— TASK STATEMENT —
Count how many lines of the data include "wave". The answer is that number and nothing else.

— WORKING DATA —
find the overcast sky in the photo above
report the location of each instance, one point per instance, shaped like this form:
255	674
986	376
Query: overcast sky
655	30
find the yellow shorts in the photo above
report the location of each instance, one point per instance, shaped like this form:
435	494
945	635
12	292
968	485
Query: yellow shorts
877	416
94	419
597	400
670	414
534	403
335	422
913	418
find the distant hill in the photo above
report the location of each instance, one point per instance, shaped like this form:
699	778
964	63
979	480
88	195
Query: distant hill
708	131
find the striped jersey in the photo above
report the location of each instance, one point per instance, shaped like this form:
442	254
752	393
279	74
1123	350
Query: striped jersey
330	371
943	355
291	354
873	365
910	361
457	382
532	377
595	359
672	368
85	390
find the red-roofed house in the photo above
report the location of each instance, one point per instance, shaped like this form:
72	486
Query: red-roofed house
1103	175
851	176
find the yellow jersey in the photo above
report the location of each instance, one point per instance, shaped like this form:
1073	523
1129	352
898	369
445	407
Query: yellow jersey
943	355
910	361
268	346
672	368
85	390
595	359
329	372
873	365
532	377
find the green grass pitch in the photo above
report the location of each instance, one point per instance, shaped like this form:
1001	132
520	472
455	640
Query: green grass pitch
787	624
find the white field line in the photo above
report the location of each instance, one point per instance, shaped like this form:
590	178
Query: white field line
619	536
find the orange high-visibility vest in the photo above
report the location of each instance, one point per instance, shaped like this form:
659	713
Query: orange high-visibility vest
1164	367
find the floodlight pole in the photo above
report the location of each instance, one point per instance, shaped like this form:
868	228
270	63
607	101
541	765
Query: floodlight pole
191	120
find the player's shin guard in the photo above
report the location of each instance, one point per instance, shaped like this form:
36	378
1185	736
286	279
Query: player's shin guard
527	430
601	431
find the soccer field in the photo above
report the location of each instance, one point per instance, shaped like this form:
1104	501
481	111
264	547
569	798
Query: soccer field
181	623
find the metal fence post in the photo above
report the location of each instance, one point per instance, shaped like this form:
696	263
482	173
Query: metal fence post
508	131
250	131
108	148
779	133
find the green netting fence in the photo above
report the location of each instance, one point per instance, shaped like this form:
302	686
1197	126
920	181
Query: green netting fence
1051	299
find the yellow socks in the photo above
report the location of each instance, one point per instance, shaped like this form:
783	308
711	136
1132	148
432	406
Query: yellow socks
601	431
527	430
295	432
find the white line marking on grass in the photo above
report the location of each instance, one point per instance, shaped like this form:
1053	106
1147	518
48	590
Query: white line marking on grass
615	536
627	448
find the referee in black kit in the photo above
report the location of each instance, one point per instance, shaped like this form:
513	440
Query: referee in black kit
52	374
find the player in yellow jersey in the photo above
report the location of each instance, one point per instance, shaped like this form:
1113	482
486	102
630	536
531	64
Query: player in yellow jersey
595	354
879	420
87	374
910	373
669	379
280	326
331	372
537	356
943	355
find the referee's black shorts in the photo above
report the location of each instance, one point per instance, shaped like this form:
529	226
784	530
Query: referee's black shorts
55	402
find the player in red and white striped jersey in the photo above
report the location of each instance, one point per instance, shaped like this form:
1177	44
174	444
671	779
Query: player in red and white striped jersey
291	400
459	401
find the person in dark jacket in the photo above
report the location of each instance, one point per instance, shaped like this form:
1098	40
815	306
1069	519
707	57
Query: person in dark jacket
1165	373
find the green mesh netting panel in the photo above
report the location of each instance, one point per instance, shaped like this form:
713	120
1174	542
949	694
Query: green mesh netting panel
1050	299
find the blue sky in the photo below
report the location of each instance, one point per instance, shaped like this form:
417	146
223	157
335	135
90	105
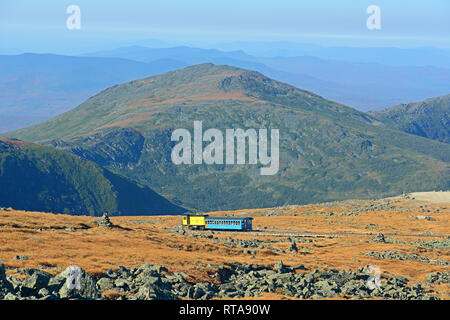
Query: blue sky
40	26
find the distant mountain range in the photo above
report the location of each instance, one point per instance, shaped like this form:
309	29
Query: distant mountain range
327	151
391	56
36	87
38	178
429	118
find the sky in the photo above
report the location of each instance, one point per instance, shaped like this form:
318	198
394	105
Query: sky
40	26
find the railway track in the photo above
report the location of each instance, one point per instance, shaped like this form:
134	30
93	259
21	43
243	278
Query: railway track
290	233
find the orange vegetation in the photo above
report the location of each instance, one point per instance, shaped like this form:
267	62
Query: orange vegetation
54	241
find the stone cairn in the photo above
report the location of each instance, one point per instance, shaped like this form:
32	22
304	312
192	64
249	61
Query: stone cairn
105	221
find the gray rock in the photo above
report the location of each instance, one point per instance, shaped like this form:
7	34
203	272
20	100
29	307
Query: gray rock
38	280
105	284
87	289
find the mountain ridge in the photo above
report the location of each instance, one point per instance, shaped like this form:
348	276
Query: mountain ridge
328	151
40	178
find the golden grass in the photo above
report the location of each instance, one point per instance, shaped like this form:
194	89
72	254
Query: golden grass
47	240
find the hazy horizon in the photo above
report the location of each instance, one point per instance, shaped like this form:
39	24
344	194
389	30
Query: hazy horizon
26	26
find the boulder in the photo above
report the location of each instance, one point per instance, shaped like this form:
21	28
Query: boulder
67	290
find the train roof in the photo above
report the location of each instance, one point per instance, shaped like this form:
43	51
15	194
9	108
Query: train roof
229	218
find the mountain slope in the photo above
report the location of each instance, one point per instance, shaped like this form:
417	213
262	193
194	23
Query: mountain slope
39	178
429	118
327	151
364	85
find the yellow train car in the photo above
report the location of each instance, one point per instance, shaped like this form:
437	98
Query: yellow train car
194	221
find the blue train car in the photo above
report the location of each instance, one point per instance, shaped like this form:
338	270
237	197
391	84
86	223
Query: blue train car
228	223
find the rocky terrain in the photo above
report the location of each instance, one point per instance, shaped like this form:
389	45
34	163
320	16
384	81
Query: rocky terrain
328	252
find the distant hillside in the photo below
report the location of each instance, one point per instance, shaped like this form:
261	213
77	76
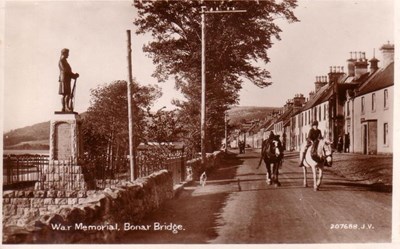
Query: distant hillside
36	135
239	113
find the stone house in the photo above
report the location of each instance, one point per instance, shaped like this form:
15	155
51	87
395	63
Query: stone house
369	108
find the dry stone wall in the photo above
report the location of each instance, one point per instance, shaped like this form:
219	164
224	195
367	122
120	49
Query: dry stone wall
91	219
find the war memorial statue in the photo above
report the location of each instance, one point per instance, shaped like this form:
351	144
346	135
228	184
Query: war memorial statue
66	75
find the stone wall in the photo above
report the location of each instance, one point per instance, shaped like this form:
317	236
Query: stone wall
61	175
104	211
35	217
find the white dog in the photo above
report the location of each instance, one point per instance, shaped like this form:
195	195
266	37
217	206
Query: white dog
203	179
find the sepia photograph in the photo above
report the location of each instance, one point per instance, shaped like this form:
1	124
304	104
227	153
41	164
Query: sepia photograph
199	122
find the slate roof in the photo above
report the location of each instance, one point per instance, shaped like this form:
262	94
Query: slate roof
381	79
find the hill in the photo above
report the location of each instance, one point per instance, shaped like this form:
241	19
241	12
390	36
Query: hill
248	113
36	135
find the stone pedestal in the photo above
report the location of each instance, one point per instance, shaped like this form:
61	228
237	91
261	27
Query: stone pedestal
65	142
63	171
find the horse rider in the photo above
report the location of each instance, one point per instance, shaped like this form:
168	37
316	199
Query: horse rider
313	136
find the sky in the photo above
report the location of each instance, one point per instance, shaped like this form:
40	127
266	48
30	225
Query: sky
95	33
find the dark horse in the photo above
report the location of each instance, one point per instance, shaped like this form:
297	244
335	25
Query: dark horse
272	154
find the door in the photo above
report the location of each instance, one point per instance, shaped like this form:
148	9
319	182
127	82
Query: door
372	137
364	138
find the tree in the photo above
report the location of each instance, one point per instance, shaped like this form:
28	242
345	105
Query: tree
235	46
164	126
105	127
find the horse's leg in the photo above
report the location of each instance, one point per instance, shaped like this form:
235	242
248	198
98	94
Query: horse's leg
276	173
268	166
305	177
314	170
320	174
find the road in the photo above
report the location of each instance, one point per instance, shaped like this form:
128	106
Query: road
222	212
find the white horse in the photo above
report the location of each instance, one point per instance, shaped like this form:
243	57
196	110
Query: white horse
324	157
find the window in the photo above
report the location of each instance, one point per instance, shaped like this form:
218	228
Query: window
305	118
362	105
385	99
319	113
373	102
385	133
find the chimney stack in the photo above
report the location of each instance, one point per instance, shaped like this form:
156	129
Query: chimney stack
373	64
388	54
320	81
335	72
361	65
351	65
299	100
311	95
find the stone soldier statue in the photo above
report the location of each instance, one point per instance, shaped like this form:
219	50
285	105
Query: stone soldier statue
66	75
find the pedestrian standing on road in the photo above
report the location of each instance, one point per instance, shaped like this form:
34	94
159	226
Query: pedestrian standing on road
313	136
340	144
347	143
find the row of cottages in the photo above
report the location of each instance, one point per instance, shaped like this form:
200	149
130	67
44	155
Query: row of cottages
356	106
255	131
369	107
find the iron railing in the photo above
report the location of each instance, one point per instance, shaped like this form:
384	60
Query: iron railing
99	171
22	170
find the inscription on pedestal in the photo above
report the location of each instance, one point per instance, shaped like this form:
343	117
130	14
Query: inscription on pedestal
62	150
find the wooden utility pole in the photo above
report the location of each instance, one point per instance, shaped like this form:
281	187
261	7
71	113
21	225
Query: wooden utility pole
130	121
203	86
226	132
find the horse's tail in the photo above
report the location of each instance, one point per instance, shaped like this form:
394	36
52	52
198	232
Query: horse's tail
262	153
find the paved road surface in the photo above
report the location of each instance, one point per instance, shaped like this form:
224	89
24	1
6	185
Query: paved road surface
259	213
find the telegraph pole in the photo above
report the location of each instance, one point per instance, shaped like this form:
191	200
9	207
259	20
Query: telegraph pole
203	72
226	132
203	85
130	121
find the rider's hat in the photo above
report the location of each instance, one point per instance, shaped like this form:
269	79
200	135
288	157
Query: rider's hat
64	50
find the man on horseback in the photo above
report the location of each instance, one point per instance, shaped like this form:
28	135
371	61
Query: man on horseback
313	137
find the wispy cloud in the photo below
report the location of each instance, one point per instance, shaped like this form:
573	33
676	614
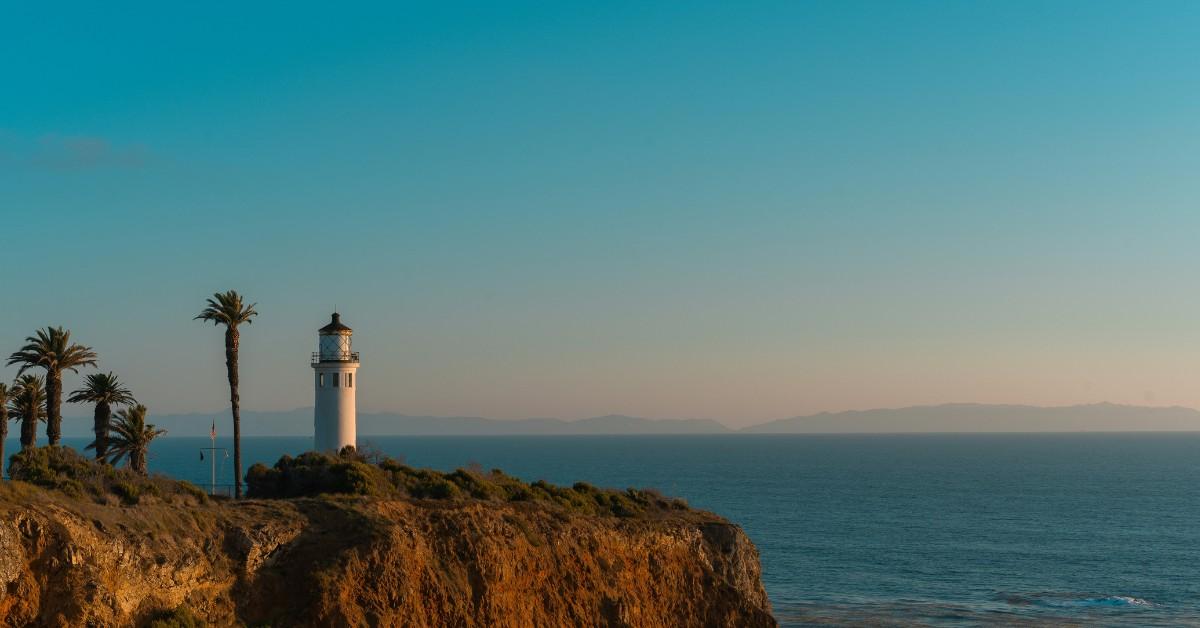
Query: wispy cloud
57	151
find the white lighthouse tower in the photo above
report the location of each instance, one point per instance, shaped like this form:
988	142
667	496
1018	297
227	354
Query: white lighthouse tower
335	365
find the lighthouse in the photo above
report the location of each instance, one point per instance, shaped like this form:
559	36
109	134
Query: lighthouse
334	365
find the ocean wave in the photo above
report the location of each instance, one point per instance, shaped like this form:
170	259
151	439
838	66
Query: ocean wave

— ANSWER BELOW —
2